Copy every line of the material below word for word, leaving out the pictures.
--- --- ---
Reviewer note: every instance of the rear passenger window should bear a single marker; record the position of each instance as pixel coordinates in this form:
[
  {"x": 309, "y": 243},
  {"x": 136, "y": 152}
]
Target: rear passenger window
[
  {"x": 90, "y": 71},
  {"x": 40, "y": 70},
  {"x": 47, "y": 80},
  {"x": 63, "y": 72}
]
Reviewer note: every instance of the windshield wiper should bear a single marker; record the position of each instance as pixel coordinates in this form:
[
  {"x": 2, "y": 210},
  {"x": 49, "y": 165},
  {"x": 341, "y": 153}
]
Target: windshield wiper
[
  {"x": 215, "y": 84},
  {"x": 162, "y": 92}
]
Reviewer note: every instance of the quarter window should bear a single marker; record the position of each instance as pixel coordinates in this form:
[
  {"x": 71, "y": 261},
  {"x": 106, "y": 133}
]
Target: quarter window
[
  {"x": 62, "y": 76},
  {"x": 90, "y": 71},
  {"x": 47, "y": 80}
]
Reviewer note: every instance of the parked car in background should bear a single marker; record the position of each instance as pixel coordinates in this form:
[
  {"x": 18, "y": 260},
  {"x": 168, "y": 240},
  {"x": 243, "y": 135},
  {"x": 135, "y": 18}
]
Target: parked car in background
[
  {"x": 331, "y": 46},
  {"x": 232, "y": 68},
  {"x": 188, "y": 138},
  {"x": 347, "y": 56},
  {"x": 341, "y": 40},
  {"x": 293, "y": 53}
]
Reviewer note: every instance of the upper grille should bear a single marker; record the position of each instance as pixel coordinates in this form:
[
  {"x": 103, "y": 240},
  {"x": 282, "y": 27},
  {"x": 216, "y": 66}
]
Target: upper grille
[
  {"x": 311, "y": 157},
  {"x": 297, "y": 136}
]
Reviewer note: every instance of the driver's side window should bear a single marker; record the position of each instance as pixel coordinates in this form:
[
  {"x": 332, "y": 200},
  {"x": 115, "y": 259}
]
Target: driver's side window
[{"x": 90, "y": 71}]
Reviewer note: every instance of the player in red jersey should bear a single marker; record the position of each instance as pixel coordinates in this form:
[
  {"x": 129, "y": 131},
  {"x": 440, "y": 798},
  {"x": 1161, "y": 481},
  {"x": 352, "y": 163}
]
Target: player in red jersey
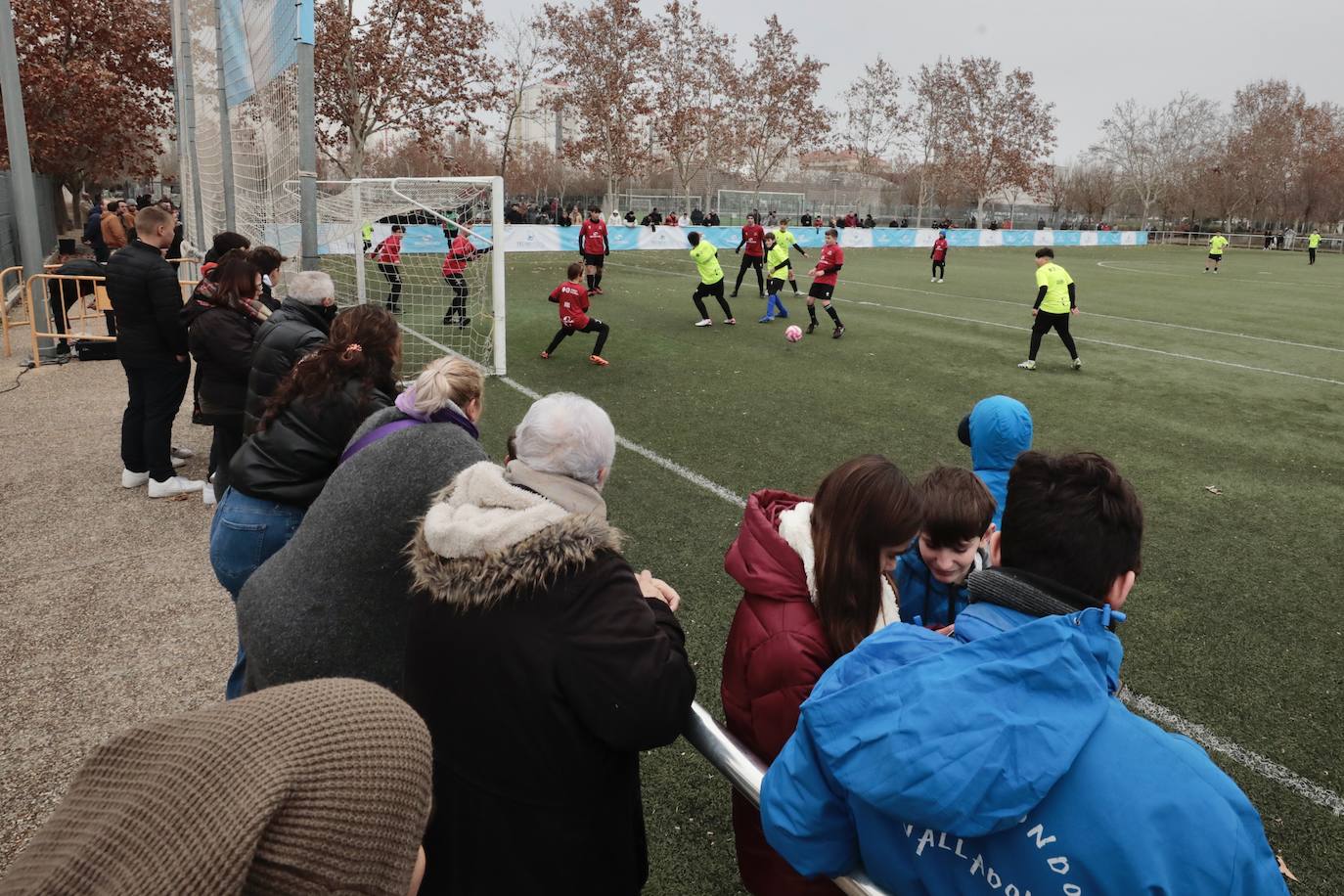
--- --- ---
### REPLY
Reviewer note: every instance of the rear passenger window should bear a single marker; record the position of each instance as pixel coordinates in this form:
[
  {"x": 309, "y": 243},
  {"x": 136, "y": 152}
]
Target: rear passenger window
[
  {"x": 90, "y": 71},
  {"x": 40, "y": 70},
  {"x": 47, "y": 80},
  {"x": 63, "y": 72}
]
Reviewer note: every instance of the windshield wiper should bear a single marker; record the position of each instance as pixel coordinates in this form:
[
  {"x": 2, "y": 210},
  {"x": 49, "y": 165},
  {"x": 341, "y": 153}
]
Target: windshield wiper
[
  {"x": 215, "y": 84},
  {"x": 162, "y": 92}
]
Reviewer note: every instance of the quarter window should bear a single marker; record the position of each instance as pixel coordinates in this form:
[
  {"x": 71, "y": 261},
  {"x": 106, "y": 133}
]
Target: quarter window
[
  {"x": 62, "y": 76},
  {"x": 90, "y": 71},
  {"x": 47, "y": 80}
]
Reviewer note: every instance of the parked car in background should bear a single marker; record the position of each instance as pixel coordinates in this form:
[
  {"x": 18, "y": 260},
  {"x": 168, "y": 240},
  {"x": 243, "y": 135},
  {"x": 135, "y": 18}
]
Target: parked car in background
[
  {"x": 331, "y": 46},
  {"x": 232, "y": 68},
  {"x": 188, "y": 138},
  {"x": 347, "y": 56},
  {"x": 341, "y": 40},
  {"x": 293, "y": 53}
]
Reviewer note: every instance of the upper grille should bear a single marker; record the position of each instance as pixel coordinates in this form:
[
  {"x": 103, "y": 240},
  {"x": 282, "y": 27},
  {"x": 216, "y": 66}
]
Target: upper grille
[
  {"x": 311, "y": 157},
  {"x": 297, "y": 136}
]
Reviewer note: every instance of the driver's side window should bear a single marker; record the position of each instance as pixel coordinates in this form:
[
  {"x": 332, "y": 200},
  {"x": 115, "y": 259}
]
Target: driver's side window
[{"x": 90, "y": 71}]
Reviewer note: every instance of the player in red jersey should bear a single marker; record the position of each instance as pixel coordinates in this form:
[
  {"x": 129, "y": 131},
  {"x": 440, "y": 798},
  {"x": 1161, "y": 481},
  {"x": 352, "y": 163}
]
Target: player in red jersey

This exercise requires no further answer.